* **SET PROBLEM**:
Reproduce all of the data exactly.

* **Recorded data**:
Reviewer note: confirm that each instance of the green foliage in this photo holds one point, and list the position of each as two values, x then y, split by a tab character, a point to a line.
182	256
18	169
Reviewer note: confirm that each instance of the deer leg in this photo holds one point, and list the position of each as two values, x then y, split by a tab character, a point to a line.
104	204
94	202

* **WRITTEN RESPONSE**:
Reviewer note: confirm that each instance of the green foliage in this photo holds one point, and list the position of each as two values, x then y, split by a tab character, a point to a line.
182	256
18	169
Reviewer note: confirm that each instance of the deer leg in this photo holds one point, and list the position of each as two values, x then y, split by a tab character, a point to a line.
104	204
94	202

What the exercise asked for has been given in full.